» Instructions for the task: Exact copy, no pictures: output each line below as it stands.

** Opening Entries shown block **

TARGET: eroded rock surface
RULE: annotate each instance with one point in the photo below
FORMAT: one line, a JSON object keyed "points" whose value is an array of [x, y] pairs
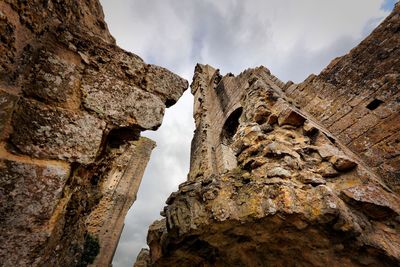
{"points": [[269, 185], [72, 108]]}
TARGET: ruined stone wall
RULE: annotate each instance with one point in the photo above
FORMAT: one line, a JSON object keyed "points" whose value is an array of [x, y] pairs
{"points": [[72, 106], [216, 98], [298, 193], [357, 98]]}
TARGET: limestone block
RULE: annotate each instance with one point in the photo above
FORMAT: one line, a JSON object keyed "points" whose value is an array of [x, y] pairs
{"points": [[30, 192], [7, 103], [291, 117], [165, 84], [48, 132], [52, 79], [121, 103], [374, 201]]}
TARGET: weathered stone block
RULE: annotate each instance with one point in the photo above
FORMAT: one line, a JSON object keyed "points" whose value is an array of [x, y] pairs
{"points": [[52, 79], [7, 103], [167, 85], [373, 200], [121, 103], [48, 132], [29, 194], [291, 117]]}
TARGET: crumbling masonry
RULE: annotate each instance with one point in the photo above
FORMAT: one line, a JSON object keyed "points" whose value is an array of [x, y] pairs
{"points": [[292, 174]]}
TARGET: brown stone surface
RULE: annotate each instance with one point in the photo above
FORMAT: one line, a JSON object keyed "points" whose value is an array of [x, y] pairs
{"points": [[356, 98], [269, 185], [49, 132], [72, 105], [119, 186], [30, 190]]}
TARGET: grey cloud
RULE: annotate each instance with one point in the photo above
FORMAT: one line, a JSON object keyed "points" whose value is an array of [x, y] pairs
{"points": [[292, 38]]}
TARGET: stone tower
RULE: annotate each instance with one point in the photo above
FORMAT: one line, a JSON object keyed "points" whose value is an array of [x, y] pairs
{"points": [[292, 174]]}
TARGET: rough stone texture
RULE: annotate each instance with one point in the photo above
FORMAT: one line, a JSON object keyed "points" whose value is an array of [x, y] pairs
{"points": [[269, 185], [72, 105], [120, 183], [49, 132], [357, 99]]}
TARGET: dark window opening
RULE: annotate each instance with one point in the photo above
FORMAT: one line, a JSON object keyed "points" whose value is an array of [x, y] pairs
{"points": [[374, 104], [230, 126], [120, 136]]}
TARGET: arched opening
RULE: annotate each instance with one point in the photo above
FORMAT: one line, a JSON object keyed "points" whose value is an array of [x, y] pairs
{"points": [[230, 127]]}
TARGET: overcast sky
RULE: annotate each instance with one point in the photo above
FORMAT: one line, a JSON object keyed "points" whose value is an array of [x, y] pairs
{"points": [[293, 38]]}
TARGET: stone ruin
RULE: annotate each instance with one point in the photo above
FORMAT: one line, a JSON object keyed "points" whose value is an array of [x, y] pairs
{"points": [[281, 174], [286, 174]]}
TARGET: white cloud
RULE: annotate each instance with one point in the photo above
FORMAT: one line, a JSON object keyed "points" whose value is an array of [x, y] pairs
{"points": [[292, 38]]}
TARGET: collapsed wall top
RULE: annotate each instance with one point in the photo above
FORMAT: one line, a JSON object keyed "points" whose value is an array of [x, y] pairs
{"points": [[72, 105]]}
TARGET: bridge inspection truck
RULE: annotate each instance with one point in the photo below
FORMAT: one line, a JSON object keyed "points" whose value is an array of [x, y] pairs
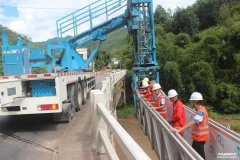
{"points": [[61, 91]]}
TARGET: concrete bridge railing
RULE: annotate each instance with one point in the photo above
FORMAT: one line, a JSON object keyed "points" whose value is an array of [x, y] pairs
{"points": [[105, 126]]}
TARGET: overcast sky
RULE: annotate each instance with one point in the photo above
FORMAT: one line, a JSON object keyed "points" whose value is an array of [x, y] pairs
{"points": [[37, 19]]}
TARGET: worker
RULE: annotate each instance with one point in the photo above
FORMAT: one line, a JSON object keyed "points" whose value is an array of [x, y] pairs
{"points": [[199, 124], [145, 79], [159, 101], [144, 88], [149, 93], [179, 117]]}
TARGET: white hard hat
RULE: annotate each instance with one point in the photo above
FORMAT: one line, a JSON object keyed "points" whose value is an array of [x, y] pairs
{"points": [[156, 86], [145, 84], [196, 96], [172, 93], [146, 79]]}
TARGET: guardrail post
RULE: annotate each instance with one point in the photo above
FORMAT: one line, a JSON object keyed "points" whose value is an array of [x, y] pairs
{"points": [[97, 96]]}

** Closing Entries shown block **

» Solution for this problem:
TARGET: eroded rock surface
RULE: annotate each instance with one point in the photo below
FORMAT: one line, a JSON object keyed "points" whose value is an array of [x, y] pairs
{"points": [[269, 185], [72, 108]]}
TARGET: ruined stone wall
RULE: annotate each instance with one point in the photo above
FORMAT: one line, a JSON object keyed "points" whose value is an array of [x, y] pairs
{"points": [[72, 106], [216, 98], [298, 193], [357, 98]]}
TARGET: limestone block
RULE: annotate each instance with one point in the photo above
FORMAT: one line, a JSON object keyed "points" whose value is an array of [x, y] pairs
{"points": [[30, 192], [7, 103], [291, 117], [165, 84], [48, 132], [52, 79], [121, 103], [374, 201]]}
TARGET: weathered stone block
RULE: annotate each instance with one point in the photo above
FORMAT: one line, a JSON object keyed "points" whose value is an array of [x, y] pairs
{"points": [[52, 79], [7, 103], [167, 85], [373, 200], [121, 103], [48, 132], [29, 194], [291, 117]]}
TARGET: crumbling masonry
RULE: annotate each instance with one point in the photo above
FORMAT: one line, a JSON object keyed "points" whose value is an array of [x, y] pairs
{"points": [[292, 174]]}
TARGET: brown stone surface
RULE: annotate each instance with one point in the photo above
FORMAT: one line, a JSON object keyed "points" whose value is an array of [x, y] pairs
{"points": [[356, 98], [269, 185], [49, 132], [72, 105], [119, 186], [30, 190]]}
TARGET: grey cloud
RULE: annotate each instance with one point in the photo above
FORMAT: one line, a JSON object keyed "points" whose value is an array of [x, y] pairs
{"points": [[292, 38]]}
TARGET: stone tower
RULE: annotate each instance with one point in the photo above
FORMAT: one line, a JSON object keyed "points" whose value is an array of [x, y] pairs
{"points": [[292, 174]]}
TARGET: rough stone texture
RULE: annotate each instance with one point in the photo above
FORMAT: one line, a JSON object keyed "points" whose value is an array of [x, y] pairs
{"points": [[269, 185], [72, 105], [120, 183], [49, 132], [357, 99]]}
TARGET: dark window opening
RULE: annotate each instance with one point in the photo above
FORMAT: one line, a JSON object keyed "points" whose value is an array of [x, y] pairs
{"points": [[374, 104], [230, 126], [120, 136]]}
TARGET: arched opening
RULE: annotate each instance with one point in the photo above
FORMAT: one line, a JSON object keyed "points" whose value is an array of [x, y] pairs
{"points": [[230, 127]]}
TARGET: overcast sky
RULE: annotate each instance with one point in the photo above
FORMAT: one line, a JSON object keyed "points" whose value is an array of [x, y] pairs
{"points": [[293, 38]]}
TARGET: stone ruin
RULE: annotate each instance with one point in the photo above
FORMAT: one line, a JSON object keyed "points" whose value is an array of [x, y] pairs
{"points": [[281, 174], [286, 174]]}
TARGET: white cloud
RULE: annotate each instance with one point in the photo above
FORMAT: one line, a JSON object keyed "points" whose value is an array of [x, y] pairs
{"points": [[292, 38]]}
TARGET: collapsed wall top
RULE: annotate each instance with one point in the photo above
FORMAT: one line, a JSON object keyed "points" whose value is an array of [x, y] pairs
{"points": [[72, 105]]}
TARGET: bridge inspection truck
RULE: annotate each instance with one point in the photo below
FORMAT: one line, a JSON object keyed "points" whose value is an array of [x, y] pairs
{"points": [[61, 91]]}
TARGET: concrete bridge railing
RULE: annotate each instance with one point in the photo above
FORMAT: one line, a JSON object keyed "points" whose value is an array of [x, y] pairs
{"points": [[105, 126]]}
TARGET: overcast sky
RULE: annotate each instance with one point in the photo above
FORMAT: one line, a JSON object keyed "points" whose value is an array of [x, y] pairs
{"points": [[37, 19]]}
TARGET: worker
RULE: annotate each instance with one point in the photo above
FORMAT: one line, a JSON object keyed "points" whose value is an array of [x, y] pairs
{"points": [[199, 124], [145, 79], [159, 101], [144, 88], [149, 93], [179, 117]]}
TARGET: white hard hat
RULE: annotate each instance with one point in the photo above
FORMAT: one line, a JSON object keyed "points" whose value is an array of [x, y] pairs
{"points": [[156, 86], [145, 84], [196, 96], [172, 93], [146, 79]]}
TARGET: guardrail post
RULE: annotate each instance with one point in the photo above
FORMAT: one line, a JSON object keyed "points" whose value is an array of [x, y] pairs
{"points": [[97, 96]]}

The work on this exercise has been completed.